> What is being asked: Below are records to be output exactly, every one of them.

> Input material:
---+---

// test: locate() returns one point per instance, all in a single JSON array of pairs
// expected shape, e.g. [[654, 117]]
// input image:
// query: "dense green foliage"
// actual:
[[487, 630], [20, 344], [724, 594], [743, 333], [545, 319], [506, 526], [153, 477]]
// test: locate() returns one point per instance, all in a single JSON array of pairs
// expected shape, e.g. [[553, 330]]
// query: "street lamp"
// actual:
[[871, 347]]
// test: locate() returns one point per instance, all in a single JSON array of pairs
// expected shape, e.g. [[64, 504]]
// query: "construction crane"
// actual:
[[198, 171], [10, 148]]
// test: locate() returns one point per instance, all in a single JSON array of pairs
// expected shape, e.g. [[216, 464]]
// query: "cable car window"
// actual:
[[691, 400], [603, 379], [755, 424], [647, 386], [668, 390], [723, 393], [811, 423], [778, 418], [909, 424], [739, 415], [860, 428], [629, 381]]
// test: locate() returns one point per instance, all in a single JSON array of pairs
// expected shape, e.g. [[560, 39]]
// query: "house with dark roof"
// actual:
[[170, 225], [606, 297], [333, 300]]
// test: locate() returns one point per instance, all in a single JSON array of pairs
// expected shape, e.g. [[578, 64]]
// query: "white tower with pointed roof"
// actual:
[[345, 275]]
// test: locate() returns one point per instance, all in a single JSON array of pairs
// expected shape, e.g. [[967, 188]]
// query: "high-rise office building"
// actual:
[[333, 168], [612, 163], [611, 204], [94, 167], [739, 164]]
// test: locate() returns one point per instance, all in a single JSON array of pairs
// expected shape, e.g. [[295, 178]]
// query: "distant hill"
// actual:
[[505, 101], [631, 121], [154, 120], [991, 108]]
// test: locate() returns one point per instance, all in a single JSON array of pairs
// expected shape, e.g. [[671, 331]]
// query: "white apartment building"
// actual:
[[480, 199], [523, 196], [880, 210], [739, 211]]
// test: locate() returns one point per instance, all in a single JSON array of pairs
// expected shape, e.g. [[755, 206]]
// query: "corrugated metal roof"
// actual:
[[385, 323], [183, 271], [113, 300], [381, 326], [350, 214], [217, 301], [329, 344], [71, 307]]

---+---

> In response:
// test: locate() returns one point per instance, all in a single JSON array of pairs
// expected shape, e.g. [[654, 117]]
// input image:
// query: "dense green foliage"
// actual:
[[487, 630], [20, 344], [724, 594], [743, 333], [545, 319], [506, 526], [153, 477]]
// test: locate() returns one point per instance, all in a single JSON array of pairs
// expected shape, e.g. [[553, 330]]
// query: "street lamp"
// actual:
[[871, 347]]
// test: locate() returns one point per instance, all in a single JSON array of pairs
// expected shape, e.g. [[64, 504]]
// query: "construction crane"
// actual:
[[198, 171], [10, 148]]
// test: locate() returns one point per instance, all in a single JSON array of pairs
// expected shape, e.g. [[216, 464]]
// query: "cable car window"
// actual:
[[691, 400], [603, 379], [755, 424], [647, 386], [668, 390], [723, 393], [811, 423], [778, 418], [909, 424], [739, 415], [860, 428], [629, 381]]
// test: locate() returns one point per instance, all in a single JSON array of pairs
// expected shape, e.g. [[560, 39]]
// query: "house with dark roof"
// actual:
[[170, 225], [606, 297], [333, 300]]
// test: locate() returns one point per instance, all in a single JSON array of pairs
// expected shape, e.g. [[578, 64]]
// query: "white tower with pointed roof"
// actual:
[[345, 275]]
// test: locate() returns one point per instance, all in a single JSON array of pairs
// expected shape, e.g. [[967, 188]]
// query: "high-rise office building"
// actual:
[[333, 168], [612, 163], [611, 204], [94, 167], [739, 164]]
// test: locate() returns one point per instance, all in a single JSON array of pairs
// expected shape, e.g. [[295, 178]]
// query: "distant hill"
// actual:
[[505, 101], [631, 121], [154, 120], [991, 108]]
// test: locate() returns one point per instance, all in a single JSON array of pairs
// expected shape, e.g. [[671, 331]]
// query: "white apartment building"
// actual:
[[480, 199], [523, 196], [880, 210], [739, 211]]
// test: locate() returns one point per instance, all in a single JSON array of pairs
// expected shape, e.g. [[755, 206]]
// query: "corrugated metal roof"
// actual:
[[385, 323], [183, 271], [113, 300], [381, 326], [350, 214], [217, 301], [329, 344], [71, 307]]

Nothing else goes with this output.